• [SET PROBLEM]: Revise the rows below so that every occurrence of "keypoint" reads "marker", leaving all other text unchanged.

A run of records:
◇ ◇ ◇ ◇ ◇

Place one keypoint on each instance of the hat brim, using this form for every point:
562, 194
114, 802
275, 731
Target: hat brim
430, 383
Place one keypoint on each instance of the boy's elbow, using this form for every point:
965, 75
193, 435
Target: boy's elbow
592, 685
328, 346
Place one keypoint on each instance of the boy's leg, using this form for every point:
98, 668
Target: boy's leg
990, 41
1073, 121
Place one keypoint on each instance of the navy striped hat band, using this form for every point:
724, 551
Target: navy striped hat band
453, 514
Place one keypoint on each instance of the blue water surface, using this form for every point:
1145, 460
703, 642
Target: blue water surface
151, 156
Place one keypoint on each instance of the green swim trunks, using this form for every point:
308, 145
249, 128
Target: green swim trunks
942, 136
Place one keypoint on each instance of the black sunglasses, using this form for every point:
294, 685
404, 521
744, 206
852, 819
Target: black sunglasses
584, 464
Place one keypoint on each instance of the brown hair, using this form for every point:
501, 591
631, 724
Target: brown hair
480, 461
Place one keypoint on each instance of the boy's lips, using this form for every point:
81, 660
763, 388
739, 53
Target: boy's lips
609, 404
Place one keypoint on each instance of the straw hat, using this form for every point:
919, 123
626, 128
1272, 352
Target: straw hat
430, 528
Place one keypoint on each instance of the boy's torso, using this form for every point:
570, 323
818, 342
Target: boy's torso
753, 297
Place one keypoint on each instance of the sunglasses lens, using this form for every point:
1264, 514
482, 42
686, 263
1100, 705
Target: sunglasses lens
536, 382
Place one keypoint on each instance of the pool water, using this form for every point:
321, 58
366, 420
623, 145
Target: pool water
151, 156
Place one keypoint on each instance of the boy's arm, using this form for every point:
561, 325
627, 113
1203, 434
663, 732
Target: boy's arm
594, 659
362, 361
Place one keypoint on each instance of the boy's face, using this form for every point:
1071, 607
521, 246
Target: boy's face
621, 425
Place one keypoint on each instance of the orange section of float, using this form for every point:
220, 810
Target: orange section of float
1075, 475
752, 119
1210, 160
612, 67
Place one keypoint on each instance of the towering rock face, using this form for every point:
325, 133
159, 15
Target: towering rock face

◇ ◇ ◇ ◇ ◇

• [THE SOLUTION]:
Place one marker on each instance of the hat brim, using this form for every point:
562, 194
114, 802
275, 731
Target: hat brim
430, 383
Place one marker on each instance of the boy's elbow, using this form for every point:
965, 75
193, 435
Target: boy's elbow
592, 685
328, 346
Place one marker on each instance of the boy's leg, using this form for every point:
98, 668
Target: boy's leg
990, 41
1073, 121
Place one marker on each instance of the navy striped hat band, using this form for every point:
724, 551
Target: navy striped hat band
453, 514
Place one marker on each instance of the blue water surface, using this form for every point:
1145, 460
703, 642
Target: blue water surface
151, 156
Place one marker on each instance of the green swim trunks, using this form for every point:
308, 145
249, 128
Target: green swim trunks
942, 136
Place one marker on each instance of the black sunglasses, using this form for every point:
294, 685
404, 521
744, 206
852, 819
Target: black sunglasses
584, 464
Place one marker on each instance of the brown hair, using this form for every point:
501, 591
631, 724
Target: brown hair
480, 461
Place one marker on each instance of the boy's lips, using this form for every point:
81, 660
763, 388
739, 53
Target: boy's lips
609, 404
Place one marker on each instance of the straw hat, using this form for every point:
919, 123
626, 128
1272, 352
Target: straw hat
430, 528
Place one marker on each instance of the boy's torso, using this form for every point:
570, 323
818, 342
Target: boy's torso
753, 297
Place one marker on each instance of the sunglasses lens, using this form for every point:
1264, 514
482, 42
686, 263
1100, 705
Target: sunglasses lens
536, 382
Place one marker on each instance of the pool water, using this form for every point:
321, 58
366, 420
623, 145
Target: pool water
151, 156
Place one marker on each instance of the boy's arm, using this form for every point:
561, 325
627, 113
1203, 434
663, 732
Target: boy's arm
594, 659
362, 361
Place one marker on each instance of the boy's face, using this form for every point:
1071, 607
521, 246
Target: boy's face
621, 425
Place one marker on each instance of the orange section of float, using this form for every point:
220, 810
Target: orange section of float
1075, 475
752, 119
1210, 160
612, 67
Place one marker on each instance of the towering rock face, using this form for every point:
325, 133
159, 15
Target: towering rock face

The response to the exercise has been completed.